- [WHAT IS EXPECTED]:
Can you quote the lines below exactly, starting at the line with "Annotate every instance of the stone monument" and going through the last one?

- [EXERCISE MATERIAL]:

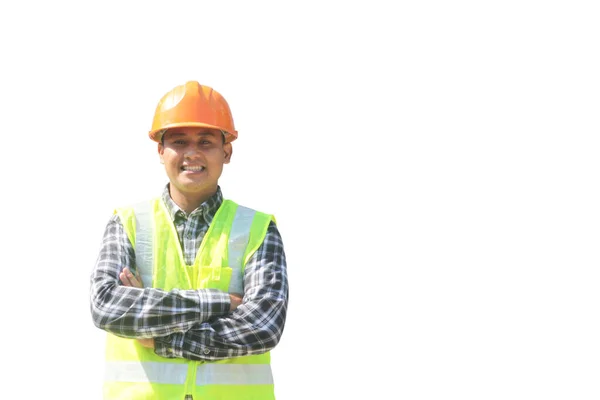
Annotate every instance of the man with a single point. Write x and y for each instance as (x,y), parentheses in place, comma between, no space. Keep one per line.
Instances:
(191,288)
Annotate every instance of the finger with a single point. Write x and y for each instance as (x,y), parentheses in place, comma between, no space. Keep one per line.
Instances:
(135,281)
(124,279)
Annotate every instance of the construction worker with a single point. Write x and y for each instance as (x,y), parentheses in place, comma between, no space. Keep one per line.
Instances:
(191,287)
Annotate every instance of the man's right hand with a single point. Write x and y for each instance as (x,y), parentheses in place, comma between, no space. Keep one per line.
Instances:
(236,300)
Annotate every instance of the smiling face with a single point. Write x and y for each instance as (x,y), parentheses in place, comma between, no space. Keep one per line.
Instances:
(193,159)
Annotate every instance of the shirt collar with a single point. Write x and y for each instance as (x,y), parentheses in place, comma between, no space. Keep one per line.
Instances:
(206,209)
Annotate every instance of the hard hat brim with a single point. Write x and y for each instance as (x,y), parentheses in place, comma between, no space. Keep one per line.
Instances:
(157,134)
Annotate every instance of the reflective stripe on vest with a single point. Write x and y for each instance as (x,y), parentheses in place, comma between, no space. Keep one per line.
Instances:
(175,374)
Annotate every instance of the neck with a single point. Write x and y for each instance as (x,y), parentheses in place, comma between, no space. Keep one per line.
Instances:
(188,202)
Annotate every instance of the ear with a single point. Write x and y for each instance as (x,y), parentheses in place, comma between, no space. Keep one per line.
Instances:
(228,150)
(161,150)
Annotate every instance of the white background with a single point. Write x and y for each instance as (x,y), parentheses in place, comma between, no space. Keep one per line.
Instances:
(433,167)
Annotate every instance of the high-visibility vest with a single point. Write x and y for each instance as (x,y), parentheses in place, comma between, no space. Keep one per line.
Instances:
(135,372)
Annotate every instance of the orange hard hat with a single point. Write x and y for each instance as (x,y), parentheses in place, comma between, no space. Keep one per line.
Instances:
(194,105)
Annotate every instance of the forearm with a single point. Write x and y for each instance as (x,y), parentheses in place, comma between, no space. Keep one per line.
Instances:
(143,313)
(254,327)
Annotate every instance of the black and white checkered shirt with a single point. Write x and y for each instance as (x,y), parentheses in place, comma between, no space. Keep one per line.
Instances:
(192,324)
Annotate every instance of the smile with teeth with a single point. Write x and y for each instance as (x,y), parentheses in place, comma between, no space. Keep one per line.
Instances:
(192,168)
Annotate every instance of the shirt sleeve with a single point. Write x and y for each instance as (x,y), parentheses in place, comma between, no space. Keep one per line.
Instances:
(143,313)
(255,327)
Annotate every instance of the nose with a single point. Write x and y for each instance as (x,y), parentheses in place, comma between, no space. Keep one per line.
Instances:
(192,151)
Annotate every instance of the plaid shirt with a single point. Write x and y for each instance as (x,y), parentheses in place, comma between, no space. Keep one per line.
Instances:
(192,324)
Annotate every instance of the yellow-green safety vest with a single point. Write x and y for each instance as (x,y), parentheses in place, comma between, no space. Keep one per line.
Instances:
(134,372)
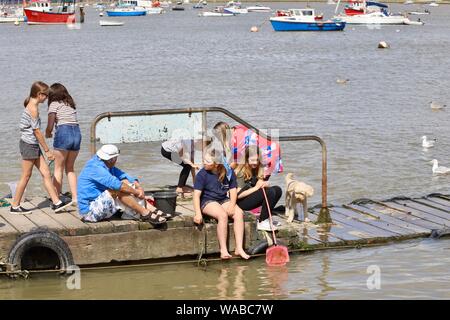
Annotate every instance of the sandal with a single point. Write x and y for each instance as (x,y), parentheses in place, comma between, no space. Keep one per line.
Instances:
(160,213)
(154,218)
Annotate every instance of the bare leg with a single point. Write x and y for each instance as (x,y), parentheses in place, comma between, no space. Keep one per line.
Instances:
(238,225)
(71,176)
(27,170)
(215,210)
(130,201)
(60,160)
(45,172)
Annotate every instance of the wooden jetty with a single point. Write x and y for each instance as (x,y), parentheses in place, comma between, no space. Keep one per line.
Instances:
(362,222)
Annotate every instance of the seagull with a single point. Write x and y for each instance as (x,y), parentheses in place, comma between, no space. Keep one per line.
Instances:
(437,106)
(439,170)
(342,81)
(427,143)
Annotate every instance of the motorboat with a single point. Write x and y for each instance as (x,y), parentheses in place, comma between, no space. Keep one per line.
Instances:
(42,12)
(258,8)
(304,20)
(110,23)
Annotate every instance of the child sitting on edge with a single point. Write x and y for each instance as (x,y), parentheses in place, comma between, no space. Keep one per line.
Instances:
(177,151)
(211,190)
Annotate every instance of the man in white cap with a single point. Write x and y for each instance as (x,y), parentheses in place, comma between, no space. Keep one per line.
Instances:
(101,185)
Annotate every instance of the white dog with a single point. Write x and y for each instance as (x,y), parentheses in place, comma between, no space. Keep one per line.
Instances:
(296,191)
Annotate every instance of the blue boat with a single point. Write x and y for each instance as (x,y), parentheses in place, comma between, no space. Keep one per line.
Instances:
(124,12)
(304,20)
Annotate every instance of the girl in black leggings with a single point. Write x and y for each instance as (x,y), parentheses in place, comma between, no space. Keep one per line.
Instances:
(250,179)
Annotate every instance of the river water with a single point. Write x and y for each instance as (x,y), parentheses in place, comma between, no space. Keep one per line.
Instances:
(372,126)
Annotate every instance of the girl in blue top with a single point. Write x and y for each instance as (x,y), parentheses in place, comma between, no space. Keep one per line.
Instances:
(211,190)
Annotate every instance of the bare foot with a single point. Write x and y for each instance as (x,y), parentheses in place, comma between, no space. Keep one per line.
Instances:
(225,255)
(242,254)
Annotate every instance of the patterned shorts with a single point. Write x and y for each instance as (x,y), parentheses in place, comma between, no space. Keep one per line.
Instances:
(103,207)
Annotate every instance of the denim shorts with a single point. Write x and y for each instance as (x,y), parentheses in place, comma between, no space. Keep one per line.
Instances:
(67,137)
(204,203)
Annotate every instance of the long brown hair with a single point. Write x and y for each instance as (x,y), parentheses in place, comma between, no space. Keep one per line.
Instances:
(223,130)
(219,167)
(59,93)
(246,169)
(36,88)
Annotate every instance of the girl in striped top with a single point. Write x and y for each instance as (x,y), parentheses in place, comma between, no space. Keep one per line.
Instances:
(62,113)
(30,142)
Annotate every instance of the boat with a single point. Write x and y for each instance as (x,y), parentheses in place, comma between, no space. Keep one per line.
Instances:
(369,12)
(258,8)
(41,12)
(110,23)
(234,8)
(415,23)
(217,12)
(418,13)
(126,12)
(152,7)
(304,20)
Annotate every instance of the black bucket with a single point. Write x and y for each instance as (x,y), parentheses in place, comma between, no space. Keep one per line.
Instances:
(165,200)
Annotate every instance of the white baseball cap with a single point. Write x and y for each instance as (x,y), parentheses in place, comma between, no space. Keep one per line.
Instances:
(108,151)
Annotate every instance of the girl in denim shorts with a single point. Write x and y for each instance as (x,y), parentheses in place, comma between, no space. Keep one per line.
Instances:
(66,143)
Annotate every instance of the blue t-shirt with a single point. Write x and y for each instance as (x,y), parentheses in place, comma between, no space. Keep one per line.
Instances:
(212,189)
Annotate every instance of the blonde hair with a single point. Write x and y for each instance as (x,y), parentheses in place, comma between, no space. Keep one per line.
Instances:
(36,88)
(219,167)
(245,169)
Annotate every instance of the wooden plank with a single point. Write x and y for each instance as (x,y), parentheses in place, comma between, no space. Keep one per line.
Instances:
(419,211)
(444,202)
(401,214)
(358,225)
(341,231)
(376,222)
(6,228)
(18,221)
(124,225)
(73,225)
(398,221)
(97,227)
(435,205)
(42,219)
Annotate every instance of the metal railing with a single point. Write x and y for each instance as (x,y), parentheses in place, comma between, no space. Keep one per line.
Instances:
(324,216)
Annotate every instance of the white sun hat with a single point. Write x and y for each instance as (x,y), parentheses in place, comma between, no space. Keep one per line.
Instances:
(108,151)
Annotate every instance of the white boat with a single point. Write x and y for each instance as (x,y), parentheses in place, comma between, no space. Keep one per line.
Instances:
(258,8)
(215,14)
(110,23)
(418,13)
(372,18)
(234,9)
(414,23)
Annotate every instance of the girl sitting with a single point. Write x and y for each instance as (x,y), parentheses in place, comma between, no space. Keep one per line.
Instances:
(250,181)
(211,190)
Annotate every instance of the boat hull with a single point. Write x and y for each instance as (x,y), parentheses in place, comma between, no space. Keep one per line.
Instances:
(364,19)
(279,25)
(37,17)
(113,13)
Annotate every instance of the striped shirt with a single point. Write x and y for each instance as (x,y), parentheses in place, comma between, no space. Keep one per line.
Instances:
(65,114)
(27,125)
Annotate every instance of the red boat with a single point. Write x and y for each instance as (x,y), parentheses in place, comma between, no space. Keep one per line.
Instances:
(41,12)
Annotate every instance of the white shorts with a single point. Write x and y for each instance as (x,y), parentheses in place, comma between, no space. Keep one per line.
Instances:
(103,207)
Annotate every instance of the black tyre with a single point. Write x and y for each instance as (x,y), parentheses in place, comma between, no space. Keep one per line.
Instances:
(40,249)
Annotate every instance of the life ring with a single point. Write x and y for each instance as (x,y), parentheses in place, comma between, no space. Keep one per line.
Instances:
(40,249)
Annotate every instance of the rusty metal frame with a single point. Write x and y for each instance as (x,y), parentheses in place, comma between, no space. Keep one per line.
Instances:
(204,112)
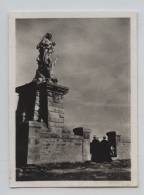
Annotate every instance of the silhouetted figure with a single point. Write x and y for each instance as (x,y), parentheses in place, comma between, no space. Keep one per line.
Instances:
(95,150)
(105,150)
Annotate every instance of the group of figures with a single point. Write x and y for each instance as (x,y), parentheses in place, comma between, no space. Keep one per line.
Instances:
(101,151)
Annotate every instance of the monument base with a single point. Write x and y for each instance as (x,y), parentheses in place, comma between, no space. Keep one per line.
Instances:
(47,147)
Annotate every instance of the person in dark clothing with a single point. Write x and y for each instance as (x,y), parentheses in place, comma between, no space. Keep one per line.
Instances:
(105,150)
(94,150)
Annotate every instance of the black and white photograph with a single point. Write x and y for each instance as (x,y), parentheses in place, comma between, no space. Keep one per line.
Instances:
(73,105)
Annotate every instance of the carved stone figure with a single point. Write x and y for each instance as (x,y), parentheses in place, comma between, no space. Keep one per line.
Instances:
(44,73)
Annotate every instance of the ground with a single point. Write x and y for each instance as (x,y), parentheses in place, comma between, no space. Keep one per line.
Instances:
(116,170)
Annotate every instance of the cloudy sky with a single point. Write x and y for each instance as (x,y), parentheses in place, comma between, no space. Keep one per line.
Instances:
(93,61)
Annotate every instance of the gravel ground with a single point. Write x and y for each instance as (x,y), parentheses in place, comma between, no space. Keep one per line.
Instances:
(116,170)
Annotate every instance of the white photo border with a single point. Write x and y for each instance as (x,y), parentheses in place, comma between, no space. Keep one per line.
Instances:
(12,103)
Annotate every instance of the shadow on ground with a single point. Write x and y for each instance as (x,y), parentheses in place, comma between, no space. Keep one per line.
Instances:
(116,171)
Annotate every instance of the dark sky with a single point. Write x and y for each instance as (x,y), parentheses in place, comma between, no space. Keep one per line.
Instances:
(93,61)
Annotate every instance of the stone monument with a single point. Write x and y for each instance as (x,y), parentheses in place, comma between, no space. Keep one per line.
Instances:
(40,133)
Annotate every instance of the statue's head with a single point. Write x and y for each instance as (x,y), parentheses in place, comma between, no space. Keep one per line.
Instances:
(48,36)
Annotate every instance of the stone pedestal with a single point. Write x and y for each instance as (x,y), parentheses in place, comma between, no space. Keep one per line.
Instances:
(41,109)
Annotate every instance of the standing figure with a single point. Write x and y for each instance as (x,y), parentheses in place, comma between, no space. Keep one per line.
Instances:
(105,150)
(45,62)
(94,150)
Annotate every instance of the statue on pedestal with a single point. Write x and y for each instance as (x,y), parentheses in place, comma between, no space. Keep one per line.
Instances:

- [ANSWER TO THE EXERCISE]:
Annotate every instance of the stone monument with a single point. Write x and y for each instance as (x,y), parentheses in place, comma between, no space. Keep one per line.
Instances:
(40,133)
Annotate every instance of the statue's head with a single point. Write x and y for each instance as (x,y), parentheses in place, comma between, no space. Keep one per line.
Instances:
(48,36)
Annotate every instance of the stone pedestal with a single point. Write x and y for each instance as (x,y), parentheses in place, comma between, no space. Keep one per line.
Instances:
(41,109)
Annotate every instance of the standing figure with a single point. Write x and y for each instance as (x,y), parentheses in place, comma between, no space. Keep one per line.
Instances:
(105,150)
(45,62)
(94,150)
Annotate every instance of the statue on pedestal with a single point. Write x and y for each instance as (x,y), parentheses in place, comma between, no space. Keep one per line.
Instances:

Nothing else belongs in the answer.